Отрывок текста

От победы к миру. Русская дипломатия после Наполеона - Элис Виртшалфтер
Еще одна точка роста для империи, как в защите, так и в нападении, заключалась в прозрачности границ, отделявших оседлые общины от степных кочевников. Степные народы населяли часть современной Молдавии, Украины, России и Казахстана[9]. В имперский период географическая граница со степями проходила от Дуная на западе до озера Балхаш на востоке и от лесной зоны Европейской части России на севере до Черного и Каспийского морей на юге. Борьба России за обеспечение безопасности от степи и ее подчинение началась в XVI веке с завоевания Казанского (1552), Астраханского (1556) и Сибирского (1598) ханств. Включение этих наследников Золотой Орды в состав империи привело к столкновению с ногайскими татарами на Северном Кавказе, башкирами в районе южных Уральских гор, а с 1630-х годов – с калмыками в Каспийской степи. Длительные кровопролития принимали форму опустошительных набегов, вооруженных восстаний и жестоких подавлений. В конечном итоге татары, степные народы и народы Поволжья подчинились власти России. Народы Кавказа подчинились, и то не полностью, в первой половине XIX века. Казахи, продолжавшие доминировать в степях на протяжении XVIII века, не были полностью интегрированы в Российскую империю вплоть до 1860-х годов.

Краткое задание
Изложите в виде краткого списка абзац отрывка, начинающийся словами «Еще одна точка роста», сохранив его основные факты.

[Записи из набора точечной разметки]
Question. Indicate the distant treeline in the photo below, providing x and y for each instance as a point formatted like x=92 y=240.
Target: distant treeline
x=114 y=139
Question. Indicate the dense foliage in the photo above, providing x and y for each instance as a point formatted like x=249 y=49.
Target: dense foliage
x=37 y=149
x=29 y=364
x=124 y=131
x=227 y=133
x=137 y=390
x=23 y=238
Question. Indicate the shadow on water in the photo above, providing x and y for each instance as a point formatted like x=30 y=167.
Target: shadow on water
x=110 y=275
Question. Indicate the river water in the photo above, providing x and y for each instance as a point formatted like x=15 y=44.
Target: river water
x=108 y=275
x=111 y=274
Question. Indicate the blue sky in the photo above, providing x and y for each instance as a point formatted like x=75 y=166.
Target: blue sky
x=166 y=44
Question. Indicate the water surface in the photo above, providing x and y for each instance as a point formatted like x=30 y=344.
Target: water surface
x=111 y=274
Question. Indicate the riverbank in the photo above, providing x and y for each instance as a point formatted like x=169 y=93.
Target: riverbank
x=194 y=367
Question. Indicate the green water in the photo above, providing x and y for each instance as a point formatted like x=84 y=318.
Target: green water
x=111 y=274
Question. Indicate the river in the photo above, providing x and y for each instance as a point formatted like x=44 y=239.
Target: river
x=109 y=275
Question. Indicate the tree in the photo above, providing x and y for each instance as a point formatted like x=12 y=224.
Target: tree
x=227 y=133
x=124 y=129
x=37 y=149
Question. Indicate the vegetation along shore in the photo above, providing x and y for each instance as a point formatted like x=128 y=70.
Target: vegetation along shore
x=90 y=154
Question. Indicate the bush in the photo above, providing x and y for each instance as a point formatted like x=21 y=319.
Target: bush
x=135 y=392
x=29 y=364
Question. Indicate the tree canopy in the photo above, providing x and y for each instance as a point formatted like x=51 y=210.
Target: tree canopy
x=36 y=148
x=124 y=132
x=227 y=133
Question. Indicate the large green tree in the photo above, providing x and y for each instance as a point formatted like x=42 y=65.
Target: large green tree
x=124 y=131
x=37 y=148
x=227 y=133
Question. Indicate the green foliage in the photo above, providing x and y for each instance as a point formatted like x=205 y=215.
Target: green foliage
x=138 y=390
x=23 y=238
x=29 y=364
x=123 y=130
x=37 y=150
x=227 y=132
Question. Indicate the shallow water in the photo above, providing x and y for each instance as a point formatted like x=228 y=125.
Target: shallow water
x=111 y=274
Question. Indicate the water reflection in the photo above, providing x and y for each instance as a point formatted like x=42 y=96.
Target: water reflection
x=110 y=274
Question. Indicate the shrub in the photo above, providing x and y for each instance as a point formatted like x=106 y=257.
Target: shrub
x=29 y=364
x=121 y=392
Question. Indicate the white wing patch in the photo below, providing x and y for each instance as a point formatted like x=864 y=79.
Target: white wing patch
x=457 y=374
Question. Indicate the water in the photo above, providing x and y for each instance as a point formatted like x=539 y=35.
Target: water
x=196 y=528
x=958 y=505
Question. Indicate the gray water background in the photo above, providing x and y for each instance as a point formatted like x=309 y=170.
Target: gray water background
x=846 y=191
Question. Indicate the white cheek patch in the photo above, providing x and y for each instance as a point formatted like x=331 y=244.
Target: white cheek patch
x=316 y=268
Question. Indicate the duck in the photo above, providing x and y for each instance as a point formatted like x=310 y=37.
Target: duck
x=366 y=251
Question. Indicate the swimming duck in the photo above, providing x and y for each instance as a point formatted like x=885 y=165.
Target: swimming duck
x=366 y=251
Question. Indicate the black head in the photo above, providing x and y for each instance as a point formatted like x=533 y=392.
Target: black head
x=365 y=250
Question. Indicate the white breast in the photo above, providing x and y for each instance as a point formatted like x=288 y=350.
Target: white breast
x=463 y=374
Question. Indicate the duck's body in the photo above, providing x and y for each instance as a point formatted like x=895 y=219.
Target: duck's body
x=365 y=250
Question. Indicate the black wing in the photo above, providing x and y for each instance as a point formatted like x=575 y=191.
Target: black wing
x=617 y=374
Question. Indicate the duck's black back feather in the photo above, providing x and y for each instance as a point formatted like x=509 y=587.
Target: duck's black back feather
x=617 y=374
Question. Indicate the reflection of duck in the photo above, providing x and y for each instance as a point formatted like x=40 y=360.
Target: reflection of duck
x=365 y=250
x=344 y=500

Выполненное задание
- Прозрачность границ между оседлыми общинами и степными кочевниками была для империи точкой роста как в защите, так и в нападении.
- Степные народы населяли часть современных Молдавии, Украины, России и Казахстана. В имперский период граница со степью шла от Дуная до озера Балхаш и от лесной зоны Европейской России до Черного и Каспийского морей.
- Борьба России за безопасность от степи и ее подчинение началась в XVI веке с завоевания Казанского (1552), Астраханского (1556) и Сибирского (1598) ханств.
- После этого Россия столкнулась с ногайскими татарами на Северном Кавказе, башкирами в районе южного Урала, а с 1630-х годов с калмыками в Каспийской степи. Противостояние сопровождалось набегами, восстаниями и жестокими подавлениями.
- Татары, степные народы и народы Поволжья в итоге подчинились России. Народы Кавказа подчинились, и то не полностью, в первой половине XIX века. Казахи, господствовавшие в степях в XVIII веке, были полностью интегрированы в империю лишь в 1860-х годах.